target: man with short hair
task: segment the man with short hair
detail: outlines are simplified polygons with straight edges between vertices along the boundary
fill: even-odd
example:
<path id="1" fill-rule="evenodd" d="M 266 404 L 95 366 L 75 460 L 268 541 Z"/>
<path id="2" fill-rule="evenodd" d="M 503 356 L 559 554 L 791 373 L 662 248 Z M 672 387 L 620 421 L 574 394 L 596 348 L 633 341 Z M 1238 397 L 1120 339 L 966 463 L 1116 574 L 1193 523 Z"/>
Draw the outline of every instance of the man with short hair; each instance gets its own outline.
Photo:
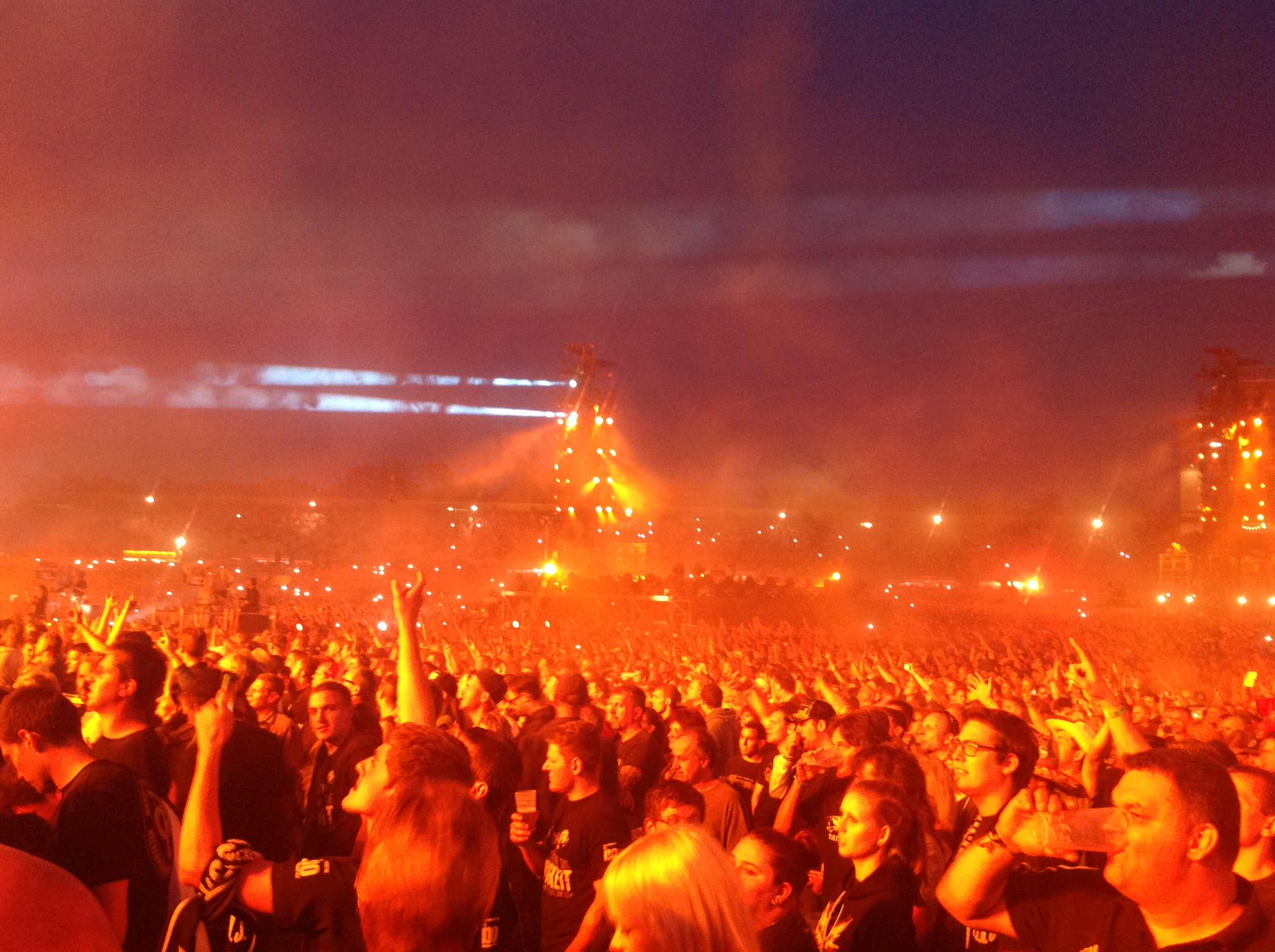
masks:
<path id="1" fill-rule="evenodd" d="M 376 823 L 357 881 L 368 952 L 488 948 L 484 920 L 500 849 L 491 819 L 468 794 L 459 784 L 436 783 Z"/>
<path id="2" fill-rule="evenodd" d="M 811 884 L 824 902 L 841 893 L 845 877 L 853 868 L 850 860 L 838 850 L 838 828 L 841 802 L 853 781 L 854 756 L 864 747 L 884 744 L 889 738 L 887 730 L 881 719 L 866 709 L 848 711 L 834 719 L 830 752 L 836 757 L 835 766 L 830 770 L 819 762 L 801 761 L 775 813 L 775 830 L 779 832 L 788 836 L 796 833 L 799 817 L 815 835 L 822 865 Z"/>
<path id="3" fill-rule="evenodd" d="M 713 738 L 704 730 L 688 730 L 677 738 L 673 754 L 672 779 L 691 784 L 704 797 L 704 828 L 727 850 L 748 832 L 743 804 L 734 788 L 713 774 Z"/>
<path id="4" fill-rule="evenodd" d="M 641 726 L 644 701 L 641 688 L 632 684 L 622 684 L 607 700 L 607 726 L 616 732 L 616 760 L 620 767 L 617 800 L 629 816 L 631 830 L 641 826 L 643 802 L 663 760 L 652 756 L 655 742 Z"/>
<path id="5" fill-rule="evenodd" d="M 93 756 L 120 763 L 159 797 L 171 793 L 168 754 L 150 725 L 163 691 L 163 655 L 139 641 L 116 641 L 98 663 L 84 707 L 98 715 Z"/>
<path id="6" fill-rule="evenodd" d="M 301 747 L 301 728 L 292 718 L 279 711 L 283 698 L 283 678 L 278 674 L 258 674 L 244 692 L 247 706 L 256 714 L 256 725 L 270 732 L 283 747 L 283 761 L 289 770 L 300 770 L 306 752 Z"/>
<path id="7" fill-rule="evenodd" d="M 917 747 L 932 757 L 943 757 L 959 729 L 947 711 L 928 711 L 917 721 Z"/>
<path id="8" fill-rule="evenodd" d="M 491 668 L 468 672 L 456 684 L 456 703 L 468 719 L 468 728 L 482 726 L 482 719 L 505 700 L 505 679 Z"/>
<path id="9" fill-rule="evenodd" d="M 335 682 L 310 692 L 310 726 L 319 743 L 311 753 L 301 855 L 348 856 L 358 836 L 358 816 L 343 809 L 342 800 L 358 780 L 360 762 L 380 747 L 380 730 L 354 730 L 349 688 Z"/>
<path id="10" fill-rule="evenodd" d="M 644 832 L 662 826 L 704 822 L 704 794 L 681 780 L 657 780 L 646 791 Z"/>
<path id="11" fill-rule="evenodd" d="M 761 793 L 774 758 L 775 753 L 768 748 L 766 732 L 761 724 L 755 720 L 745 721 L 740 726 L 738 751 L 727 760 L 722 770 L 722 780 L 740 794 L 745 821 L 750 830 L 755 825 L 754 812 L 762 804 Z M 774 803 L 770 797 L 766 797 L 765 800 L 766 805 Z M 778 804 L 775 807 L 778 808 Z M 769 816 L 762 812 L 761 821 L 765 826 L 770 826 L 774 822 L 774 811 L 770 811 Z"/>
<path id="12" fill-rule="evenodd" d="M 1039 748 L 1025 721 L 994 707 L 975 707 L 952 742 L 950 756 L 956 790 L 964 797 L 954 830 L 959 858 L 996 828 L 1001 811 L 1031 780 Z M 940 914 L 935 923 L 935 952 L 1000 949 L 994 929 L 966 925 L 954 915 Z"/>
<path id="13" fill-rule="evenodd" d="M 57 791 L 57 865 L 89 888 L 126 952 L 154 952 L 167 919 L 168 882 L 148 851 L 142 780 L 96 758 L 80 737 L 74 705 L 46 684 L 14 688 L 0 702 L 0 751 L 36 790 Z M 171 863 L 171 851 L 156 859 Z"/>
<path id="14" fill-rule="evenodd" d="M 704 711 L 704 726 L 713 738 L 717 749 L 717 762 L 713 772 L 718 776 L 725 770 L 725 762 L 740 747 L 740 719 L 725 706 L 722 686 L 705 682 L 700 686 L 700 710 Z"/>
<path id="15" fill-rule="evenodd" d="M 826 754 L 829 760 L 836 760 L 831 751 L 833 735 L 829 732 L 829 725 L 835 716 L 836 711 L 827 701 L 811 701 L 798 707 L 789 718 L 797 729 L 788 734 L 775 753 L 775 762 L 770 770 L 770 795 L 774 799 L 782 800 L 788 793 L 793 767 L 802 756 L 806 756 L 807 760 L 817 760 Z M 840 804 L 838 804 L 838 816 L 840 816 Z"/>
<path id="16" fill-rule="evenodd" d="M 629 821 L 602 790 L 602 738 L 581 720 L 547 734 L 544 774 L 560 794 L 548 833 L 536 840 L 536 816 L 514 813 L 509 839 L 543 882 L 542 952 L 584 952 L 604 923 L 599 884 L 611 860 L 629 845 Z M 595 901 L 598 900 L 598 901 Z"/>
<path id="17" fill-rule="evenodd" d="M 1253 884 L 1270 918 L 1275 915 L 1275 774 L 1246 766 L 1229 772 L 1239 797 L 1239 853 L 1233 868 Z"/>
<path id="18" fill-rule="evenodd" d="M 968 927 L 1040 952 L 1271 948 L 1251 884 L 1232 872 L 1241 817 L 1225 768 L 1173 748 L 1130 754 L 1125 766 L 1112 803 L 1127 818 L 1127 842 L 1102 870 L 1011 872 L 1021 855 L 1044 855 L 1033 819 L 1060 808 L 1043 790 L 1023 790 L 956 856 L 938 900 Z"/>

--

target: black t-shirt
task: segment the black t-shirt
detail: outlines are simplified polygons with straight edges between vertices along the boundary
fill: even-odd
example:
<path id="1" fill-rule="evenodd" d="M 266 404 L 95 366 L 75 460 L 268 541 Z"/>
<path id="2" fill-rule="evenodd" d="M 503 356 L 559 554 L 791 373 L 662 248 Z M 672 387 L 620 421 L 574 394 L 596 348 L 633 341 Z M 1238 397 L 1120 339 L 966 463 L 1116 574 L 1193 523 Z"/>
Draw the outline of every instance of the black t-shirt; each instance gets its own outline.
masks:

→ **Exercice écrit**
Recopiez les données depuis la ligne contenant "target: man with short hair" jusqu'à celle contenant "811 884 L 824" en remplaçant "even-odd" par "nonzero" et en gardant tout le reste à l'identique. N'incluez pas les images dans votre réponse.

→ **Réponse écrite**
target: man with short hair
task: segment the man with short hair
detail: outlines are simplified polygons with straight edges between vertices along the boundary
fill: nonzero
example:
<path id="1" fill-rule="evenodd" d="M 266 404 L 95 366 L 75 460 L 268 541 Z"/>
<path id="2" fill-rule="evenodd" d="M 503 356 L 559 554 L 791 373 L 662 248 Z M 672 387 L 620 421 L 574 394 L 596 348 L 633 341 Z M 1238 397 L 1120 339 L 966 463 L 1116 574 L 1193 523 Z"/>
Draw the outline of every instance of the man with short hair; each instance gets its own outline.
Photo:
masks:
<path id="1" fill-rule="evenodd" d="M 376 823 L 357 881 L 368 952 L 488 948 L 484 920 L 500 849 L 491 819 L 468 794 L 459 784 L 436 783 Z"/>
<path id="2" fill-rule="evenodd" d="M 811 884 L 824 902 L 841 893 L 845 877 L 853 868 L 850 860 L 838 850 L 838 828 L 841 802 L 853 781 L 854 756 L 864 747 L 884 744 L 889 738 L 887 730 L 881 719 L 866 709 L 848 711 L 834 719 L 830 752 L 836 757 L 835 766 L 830 770 L 819 762 L 801 761 L 775 813 L 775 830 L 779 832 L 788 836 L 796 833 L 799 817 L 815 835 L 822 865 Z"/>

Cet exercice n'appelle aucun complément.